-- Begin Data shown --

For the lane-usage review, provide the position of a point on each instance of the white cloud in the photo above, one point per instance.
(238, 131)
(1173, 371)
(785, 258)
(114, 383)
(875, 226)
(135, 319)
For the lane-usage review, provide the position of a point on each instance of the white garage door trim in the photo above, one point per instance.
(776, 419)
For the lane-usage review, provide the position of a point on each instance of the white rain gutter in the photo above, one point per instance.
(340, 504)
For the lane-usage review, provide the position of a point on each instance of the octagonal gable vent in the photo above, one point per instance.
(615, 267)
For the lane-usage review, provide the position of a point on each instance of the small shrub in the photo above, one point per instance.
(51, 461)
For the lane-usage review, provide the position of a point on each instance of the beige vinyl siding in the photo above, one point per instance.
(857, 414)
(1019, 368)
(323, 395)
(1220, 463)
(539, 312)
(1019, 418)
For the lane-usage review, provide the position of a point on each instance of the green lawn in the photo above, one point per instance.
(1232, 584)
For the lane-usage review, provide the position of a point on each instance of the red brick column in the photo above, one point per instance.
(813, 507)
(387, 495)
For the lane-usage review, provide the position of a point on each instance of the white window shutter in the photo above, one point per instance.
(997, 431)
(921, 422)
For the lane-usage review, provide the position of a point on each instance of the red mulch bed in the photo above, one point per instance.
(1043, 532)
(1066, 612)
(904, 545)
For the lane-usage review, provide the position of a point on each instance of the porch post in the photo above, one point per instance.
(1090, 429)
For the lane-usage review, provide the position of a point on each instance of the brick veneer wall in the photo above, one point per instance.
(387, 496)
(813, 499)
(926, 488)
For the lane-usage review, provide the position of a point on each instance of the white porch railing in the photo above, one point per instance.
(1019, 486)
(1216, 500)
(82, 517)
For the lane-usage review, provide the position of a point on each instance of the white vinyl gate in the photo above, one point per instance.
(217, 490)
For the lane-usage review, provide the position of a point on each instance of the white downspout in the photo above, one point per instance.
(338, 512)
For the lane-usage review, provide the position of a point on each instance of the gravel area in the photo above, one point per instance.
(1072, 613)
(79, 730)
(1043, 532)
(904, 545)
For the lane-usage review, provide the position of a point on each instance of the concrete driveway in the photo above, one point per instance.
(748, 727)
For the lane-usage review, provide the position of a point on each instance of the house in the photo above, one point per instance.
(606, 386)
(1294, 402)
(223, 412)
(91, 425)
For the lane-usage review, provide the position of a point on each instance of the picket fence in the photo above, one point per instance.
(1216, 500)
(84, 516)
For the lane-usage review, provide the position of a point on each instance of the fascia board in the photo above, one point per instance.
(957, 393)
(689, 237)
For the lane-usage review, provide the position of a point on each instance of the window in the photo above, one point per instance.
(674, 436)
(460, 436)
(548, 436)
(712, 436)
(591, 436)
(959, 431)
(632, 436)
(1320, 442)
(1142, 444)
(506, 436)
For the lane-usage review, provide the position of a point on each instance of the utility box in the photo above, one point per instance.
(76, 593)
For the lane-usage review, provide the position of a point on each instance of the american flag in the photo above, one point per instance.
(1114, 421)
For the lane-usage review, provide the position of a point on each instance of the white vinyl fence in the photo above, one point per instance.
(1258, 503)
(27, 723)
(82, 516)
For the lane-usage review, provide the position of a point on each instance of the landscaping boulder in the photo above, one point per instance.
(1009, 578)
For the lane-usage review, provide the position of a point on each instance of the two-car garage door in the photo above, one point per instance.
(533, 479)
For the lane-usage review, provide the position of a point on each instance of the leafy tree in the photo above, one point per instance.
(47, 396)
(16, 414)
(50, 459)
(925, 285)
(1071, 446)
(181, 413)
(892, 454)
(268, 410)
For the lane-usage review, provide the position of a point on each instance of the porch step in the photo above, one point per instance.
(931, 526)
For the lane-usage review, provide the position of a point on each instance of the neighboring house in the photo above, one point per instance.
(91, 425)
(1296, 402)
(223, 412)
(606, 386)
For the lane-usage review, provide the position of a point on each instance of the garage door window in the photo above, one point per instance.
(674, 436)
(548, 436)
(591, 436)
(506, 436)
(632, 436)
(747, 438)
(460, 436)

-- End Data shown --
-- Begin Data shown --

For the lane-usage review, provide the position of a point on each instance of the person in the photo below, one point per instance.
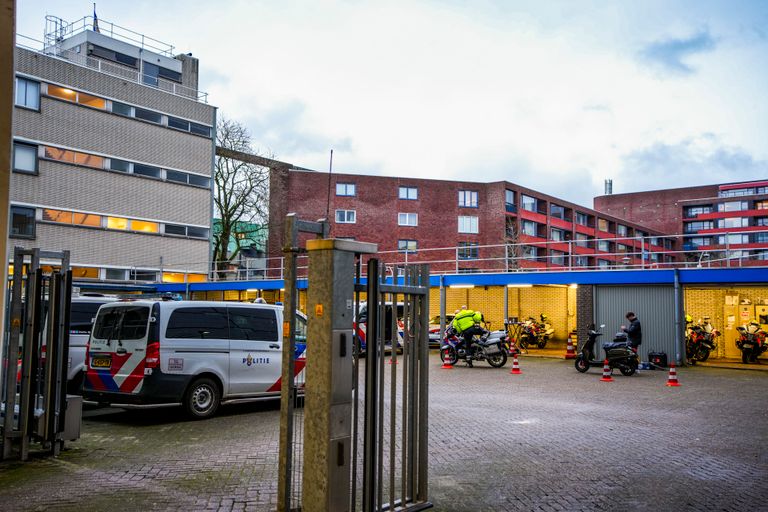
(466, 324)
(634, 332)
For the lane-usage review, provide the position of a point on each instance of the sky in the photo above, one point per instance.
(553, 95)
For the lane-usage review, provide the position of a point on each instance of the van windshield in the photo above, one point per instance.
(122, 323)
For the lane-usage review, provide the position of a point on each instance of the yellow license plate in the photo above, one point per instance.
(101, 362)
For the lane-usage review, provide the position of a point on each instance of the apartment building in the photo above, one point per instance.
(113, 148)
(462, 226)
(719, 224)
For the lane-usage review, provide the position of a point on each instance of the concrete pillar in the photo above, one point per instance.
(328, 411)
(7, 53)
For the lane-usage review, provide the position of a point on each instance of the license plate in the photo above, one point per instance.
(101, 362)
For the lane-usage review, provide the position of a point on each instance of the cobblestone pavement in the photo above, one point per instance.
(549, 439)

-- End Data shown --

# Instruction
Report how many lines of the records above contain the word "brick". Give the number alone.

# Response for this exercise
2